Reading text:
+ + + + +
Practices are to be asked to set up drive through vaccination stations to ensure that flu prevention programmes can be delivered safely, it was reported today.
The NHS may also set up specialist centres, modelled on the COVID-19 testing centres, to ensure mass vaccination. Under the latest plans flu vaccination is to be offered to all over-50s.
According to one new analysis, the social distancing and extra hygiene linked to the pandemic may help keep rates of flu and other viral infection to record low rates. The Royal College of GPs says its surveillance suggests that non-COVID-19 viral infections are already well below normal levels.
The Times says practices may be given guidance on how to use their car parks to deliver vaccination to people sitting in their cars. They could also use car parks as waiting rooms, it has been suggested.
They should also consider home vaccination for those who are shielding, according to Professor Chris Whitty, England’s chief medical officer.
Professor Whitty has written to practices stating that they should consider “social-distancing innovations, such as drive-in vaccinations and ‘car as waiting room’ models.” The paper reports that the UK has enough stocks of vaccine for 75% of the 22 million people who are now eligible.
Royal College of GPs chair Professor Martin Marshall said: “GPs need clear guidance who, outside of those patients most at risk, should be prioritised for a flu jab — and there needs to be clear public messaging that this is the case to manage patients’ expectations.”
+ + + + +
Extracted entries:

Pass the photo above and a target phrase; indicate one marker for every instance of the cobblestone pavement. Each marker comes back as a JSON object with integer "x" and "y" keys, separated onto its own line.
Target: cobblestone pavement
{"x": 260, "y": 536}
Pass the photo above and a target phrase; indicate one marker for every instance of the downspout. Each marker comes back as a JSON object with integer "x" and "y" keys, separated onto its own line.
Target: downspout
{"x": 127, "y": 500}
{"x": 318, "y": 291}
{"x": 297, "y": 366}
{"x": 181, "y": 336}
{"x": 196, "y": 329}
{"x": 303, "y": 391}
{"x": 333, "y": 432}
+ + + + +
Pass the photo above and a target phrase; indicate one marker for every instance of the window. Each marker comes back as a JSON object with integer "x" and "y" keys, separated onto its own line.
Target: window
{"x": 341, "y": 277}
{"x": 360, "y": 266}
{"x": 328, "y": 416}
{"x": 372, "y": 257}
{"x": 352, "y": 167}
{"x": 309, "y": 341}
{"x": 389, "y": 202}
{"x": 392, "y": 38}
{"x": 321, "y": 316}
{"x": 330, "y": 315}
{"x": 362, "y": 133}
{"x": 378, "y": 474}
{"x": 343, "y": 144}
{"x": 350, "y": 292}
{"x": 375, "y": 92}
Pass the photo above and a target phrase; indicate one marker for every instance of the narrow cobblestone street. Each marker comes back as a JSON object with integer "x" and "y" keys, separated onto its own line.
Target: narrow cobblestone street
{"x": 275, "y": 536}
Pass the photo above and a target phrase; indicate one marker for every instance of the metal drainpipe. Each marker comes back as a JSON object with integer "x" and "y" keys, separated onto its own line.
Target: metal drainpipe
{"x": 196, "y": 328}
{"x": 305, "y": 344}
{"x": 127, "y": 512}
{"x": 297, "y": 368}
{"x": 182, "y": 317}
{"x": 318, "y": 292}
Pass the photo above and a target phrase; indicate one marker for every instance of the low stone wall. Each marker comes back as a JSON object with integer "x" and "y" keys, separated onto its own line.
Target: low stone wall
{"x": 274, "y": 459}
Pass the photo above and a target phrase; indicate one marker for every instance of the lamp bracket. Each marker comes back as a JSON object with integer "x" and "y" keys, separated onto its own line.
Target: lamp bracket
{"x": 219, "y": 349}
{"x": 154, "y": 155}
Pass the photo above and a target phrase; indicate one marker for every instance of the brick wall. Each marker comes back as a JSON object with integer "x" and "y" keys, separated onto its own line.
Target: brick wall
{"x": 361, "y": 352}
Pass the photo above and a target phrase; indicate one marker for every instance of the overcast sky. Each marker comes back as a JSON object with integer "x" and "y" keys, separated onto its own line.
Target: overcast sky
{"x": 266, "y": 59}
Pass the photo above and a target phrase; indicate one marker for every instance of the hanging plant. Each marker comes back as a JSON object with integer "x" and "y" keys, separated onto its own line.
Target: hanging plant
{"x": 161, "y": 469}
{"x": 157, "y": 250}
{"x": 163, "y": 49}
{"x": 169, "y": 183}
+ + + + +
Explore the material:
• 1. Please rewrite the paragraph of the flu vaccination article that begins "Professor Whitty has written to practices" as a short bulleted list, keeping its main facts.
• 2. In the flu vaccination article, which group is to be offered flu vaccination under the latest plans?

Solution set:
• 1.
- Professor Whitty wrote to practices saying they should consider "social-distancing innovations, such as drive-in vaccinations and 'car as waiting room' models."
- The UK has enough vaccine stocks for 75% of the 22 million people now eligible.

• 2. All over-50s.